#### Passage for review

Carronvale House is a category A listed country house in Larbert, Stirlingshire, Scotland. It is a large two-storey house with neo-Georgian details. Its outer walls date from the 18th century, with two new wings added in the 1820s, and it was extensively remodelled in 1897 by architect Sir John Burnet.

It is home to the Boys' Brigade Scottish Headquarters, and is used as a training, conference and activity centre. The house is also utilised by health & local authorities, churches, charities, hospices, schools, other youth organisations and private groups.

==History==
The name was originally Broomage or Brumeinche, meaning broom meadow or links. In 1452, King James II gave the lands to James Rutherford for faithful service. In 1476 they belonged to James, Lord Livingston, who had probably bought them. A century later they were sold to John, Lord Thirlestane. In 1644, they passed to John Burne, The land was sold in 1715 by Lodovick Callander (alias Willison of Dorrator) to Alex Brown. Mr Duncan Robertson of Roehill, Perthshire, bought the estate in 1819.

########
#### Data extract

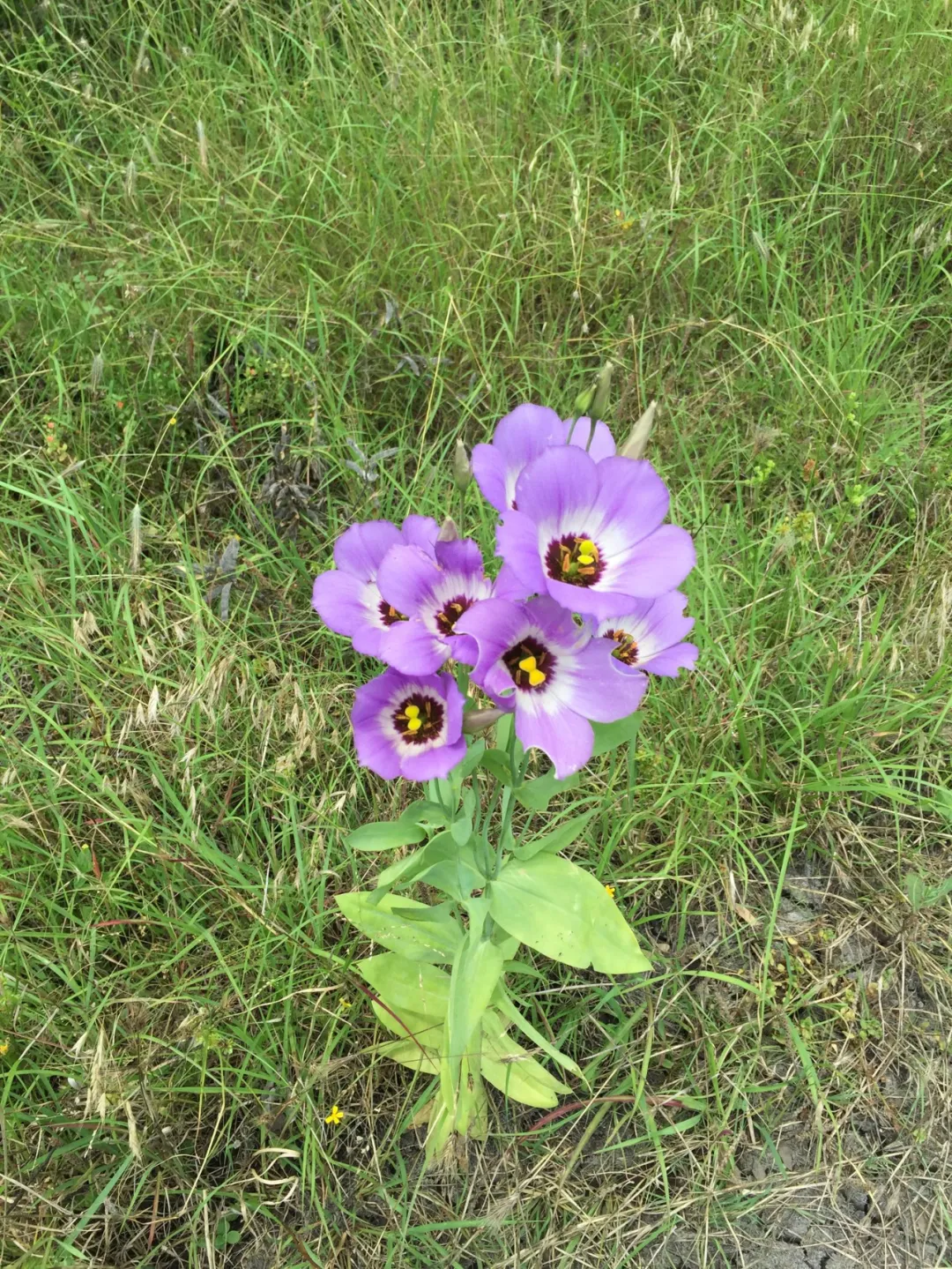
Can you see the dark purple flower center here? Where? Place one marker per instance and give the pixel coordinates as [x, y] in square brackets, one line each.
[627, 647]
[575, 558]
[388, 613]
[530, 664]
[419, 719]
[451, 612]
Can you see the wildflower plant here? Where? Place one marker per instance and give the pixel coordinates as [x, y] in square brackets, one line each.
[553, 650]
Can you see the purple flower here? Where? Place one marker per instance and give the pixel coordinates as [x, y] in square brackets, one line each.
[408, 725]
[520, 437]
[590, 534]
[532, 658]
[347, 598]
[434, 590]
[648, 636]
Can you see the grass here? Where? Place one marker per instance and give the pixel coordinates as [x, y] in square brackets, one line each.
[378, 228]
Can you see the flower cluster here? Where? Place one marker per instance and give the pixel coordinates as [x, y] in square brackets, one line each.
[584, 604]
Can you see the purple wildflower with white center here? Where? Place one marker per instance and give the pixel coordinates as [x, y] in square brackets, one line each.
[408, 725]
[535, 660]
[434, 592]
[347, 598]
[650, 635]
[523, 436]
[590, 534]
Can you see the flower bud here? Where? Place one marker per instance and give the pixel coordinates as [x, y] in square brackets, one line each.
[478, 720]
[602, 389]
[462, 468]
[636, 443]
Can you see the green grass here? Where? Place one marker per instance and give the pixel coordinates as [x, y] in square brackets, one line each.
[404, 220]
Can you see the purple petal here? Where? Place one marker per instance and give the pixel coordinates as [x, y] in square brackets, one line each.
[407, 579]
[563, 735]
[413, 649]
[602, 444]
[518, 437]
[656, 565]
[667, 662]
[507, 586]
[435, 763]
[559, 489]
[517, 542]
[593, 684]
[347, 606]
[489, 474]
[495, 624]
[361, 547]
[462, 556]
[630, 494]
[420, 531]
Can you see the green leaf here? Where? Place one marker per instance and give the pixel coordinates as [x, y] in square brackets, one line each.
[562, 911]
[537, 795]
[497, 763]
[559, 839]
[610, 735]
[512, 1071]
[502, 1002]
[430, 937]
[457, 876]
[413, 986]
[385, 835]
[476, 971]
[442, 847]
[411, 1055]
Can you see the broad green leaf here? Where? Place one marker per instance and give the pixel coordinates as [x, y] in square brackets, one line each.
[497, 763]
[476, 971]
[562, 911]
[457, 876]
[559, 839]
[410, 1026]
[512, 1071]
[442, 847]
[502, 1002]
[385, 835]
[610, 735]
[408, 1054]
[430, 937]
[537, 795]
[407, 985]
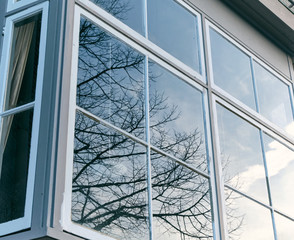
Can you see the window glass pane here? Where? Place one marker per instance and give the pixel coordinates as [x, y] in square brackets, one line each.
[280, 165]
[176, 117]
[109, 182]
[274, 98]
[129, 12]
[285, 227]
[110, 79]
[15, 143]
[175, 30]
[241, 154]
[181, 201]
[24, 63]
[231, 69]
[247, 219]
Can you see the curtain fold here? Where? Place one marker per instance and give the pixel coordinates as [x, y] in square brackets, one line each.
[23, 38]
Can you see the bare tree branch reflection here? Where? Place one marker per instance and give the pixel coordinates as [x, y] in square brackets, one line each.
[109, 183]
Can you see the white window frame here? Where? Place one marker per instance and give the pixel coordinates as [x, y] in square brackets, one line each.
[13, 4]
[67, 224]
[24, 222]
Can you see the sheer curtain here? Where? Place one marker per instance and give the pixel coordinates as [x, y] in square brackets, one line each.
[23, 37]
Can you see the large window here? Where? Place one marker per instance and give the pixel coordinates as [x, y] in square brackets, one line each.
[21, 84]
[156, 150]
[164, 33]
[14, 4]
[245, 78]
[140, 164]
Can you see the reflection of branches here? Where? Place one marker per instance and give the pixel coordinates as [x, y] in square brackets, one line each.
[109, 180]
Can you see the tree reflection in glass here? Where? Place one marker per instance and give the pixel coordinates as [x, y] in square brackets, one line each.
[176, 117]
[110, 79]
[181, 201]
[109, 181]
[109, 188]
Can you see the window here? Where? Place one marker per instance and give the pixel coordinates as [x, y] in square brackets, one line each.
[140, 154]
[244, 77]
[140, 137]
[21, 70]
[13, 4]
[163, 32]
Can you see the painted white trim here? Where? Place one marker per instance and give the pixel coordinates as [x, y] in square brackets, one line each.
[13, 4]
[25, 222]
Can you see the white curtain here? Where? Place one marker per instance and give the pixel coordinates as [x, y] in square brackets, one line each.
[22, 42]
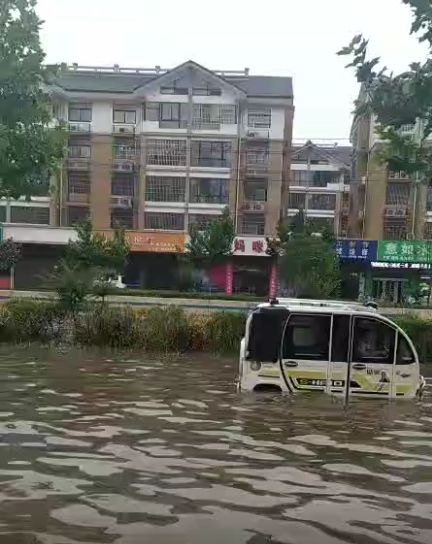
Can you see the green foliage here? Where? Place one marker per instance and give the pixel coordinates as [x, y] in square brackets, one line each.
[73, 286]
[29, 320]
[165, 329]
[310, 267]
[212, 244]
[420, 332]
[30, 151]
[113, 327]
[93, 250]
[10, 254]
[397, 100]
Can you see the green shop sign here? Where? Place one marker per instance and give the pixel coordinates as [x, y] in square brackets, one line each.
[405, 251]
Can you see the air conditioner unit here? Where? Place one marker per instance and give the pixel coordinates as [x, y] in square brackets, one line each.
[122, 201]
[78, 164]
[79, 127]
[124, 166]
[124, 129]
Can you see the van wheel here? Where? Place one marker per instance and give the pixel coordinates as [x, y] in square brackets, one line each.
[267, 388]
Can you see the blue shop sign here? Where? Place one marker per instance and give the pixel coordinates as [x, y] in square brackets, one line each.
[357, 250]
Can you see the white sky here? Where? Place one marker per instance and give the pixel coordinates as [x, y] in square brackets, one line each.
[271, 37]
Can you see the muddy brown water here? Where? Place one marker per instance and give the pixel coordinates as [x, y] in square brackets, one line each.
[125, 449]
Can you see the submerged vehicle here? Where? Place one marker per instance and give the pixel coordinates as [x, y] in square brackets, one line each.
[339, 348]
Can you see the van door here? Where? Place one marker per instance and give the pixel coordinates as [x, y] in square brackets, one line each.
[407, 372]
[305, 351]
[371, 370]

########
#### Data extract

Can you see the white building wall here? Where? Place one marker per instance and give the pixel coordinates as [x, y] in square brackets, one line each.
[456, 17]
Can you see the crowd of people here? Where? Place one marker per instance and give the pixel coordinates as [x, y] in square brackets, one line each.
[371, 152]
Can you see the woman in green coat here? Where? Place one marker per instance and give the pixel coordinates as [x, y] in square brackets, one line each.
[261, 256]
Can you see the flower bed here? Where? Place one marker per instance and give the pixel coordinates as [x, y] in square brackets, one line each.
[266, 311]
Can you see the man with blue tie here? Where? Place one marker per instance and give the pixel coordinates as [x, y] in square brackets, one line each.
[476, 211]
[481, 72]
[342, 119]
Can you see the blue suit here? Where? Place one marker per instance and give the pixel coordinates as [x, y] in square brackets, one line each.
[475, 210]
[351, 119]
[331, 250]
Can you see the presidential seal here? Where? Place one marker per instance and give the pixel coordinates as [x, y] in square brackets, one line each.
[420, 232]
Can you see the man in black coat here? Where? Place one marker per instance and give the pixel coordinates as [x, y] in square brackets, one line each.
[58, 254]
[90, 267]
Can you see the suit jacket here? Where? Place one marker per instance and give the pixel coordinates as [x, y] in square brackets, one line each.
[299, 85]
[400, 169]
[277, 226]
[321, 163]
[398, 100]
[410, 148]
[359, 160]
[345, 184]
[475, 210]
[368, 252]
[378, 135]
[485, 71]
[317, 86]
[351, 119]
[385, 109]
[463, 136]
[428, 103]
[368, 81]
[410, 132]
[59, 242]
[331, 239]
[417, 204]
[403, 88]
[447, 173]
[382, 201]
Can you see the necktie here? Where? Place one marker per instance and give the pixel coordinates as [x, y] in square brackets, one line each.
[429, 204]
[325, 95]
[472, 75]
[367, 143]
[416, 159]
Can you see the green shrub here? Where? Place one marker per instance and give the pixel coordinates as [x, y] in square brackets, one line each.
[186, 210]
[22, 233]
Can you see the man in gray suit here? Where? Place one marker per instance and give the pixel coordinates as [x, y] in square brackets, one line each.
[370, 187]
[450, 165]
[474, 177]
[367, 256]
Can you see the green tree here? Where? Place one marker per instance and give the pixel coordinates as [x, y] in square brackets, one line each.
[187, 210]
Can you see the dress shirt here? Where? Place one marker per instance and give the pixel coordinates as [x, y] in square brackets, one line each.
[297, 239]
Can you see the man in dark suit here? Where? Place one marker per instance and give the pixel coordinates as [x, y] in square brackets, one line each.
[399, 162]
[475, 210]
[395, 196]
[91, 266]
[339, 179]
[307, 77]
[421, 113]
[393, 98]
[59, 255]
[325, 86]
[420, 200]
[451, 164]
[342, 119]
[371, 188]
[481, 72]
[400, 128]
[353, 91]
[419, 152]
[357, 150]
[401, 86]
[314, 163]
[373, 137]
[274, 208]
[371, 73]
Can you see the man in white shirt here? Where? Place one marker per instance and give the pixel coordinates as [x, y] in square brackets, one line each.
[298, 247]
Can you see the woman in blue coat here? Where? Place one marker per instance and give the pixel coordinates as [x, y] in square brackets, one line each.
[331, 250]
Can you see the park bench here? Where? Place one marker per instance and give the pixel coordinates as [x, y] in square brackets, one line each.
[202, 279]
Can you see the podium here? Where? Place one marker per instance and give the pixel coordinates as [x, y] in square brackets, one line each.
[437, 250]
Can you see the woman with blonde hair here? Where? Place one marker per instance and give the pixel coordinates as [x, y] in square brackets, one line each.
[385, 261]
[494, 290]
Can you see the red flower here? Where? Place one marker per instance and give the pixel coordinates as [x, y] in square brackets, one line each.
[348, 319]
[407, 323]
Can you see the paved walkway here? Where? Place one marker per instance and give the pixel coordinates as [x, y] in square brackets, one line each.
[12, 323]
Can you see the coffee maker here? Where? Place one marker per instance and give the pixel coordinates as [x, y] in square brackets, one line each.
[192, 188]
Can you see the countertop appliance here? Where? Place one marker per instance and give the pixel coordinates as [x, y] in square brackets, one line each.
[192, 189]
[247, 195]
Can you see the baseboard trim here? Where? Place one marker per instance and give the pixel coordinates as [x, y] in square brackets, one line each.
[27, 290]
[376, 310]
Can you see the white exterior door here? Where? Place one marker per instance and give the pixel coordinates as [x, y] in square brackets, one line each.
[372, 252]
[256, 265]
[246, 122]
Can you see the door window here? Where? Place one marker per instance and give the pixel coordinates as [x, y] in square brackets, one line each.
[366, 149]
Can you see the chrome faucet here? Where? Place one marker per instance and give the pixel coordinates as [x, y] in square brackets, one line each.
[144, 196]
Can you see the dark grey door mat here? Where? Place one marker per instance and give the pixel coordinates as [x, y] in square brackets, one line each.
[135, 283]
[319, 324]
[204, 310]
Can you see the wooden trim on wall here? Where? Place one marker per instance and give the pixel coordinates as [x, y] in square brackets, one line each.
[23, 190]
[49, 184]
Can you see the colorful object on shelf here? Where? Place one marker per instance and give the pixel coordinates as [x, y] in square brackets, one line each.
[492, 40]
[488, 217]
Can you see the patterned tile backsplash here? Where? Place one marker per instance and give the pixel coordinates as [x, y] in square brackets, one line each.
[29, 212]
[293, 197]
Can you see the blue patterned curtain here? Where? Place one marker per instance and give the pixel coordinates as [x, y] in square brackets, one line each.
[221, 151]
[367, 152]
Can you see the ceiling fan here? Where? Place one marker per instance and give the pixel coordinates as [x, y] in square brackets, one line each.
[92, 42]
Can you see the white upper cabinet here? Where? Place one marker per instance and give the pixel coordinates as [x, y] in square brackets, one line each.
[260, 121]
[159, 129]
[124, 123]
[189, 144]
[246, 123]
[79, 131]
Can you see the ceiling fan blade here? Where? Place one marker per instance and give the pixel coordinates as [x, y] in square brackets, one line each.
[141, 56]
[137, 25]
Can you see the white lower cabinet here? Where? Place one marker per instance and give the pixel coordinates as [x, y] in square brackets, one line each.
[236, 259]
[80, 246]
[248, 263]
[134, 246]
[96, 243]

########

In the passage about Carronvale House, who carried out the extensive remodeling of the house in 1897? The items were taken from a different source than the passage about Carronvale House.

* _Solution below_: Architect Sir John Burnet.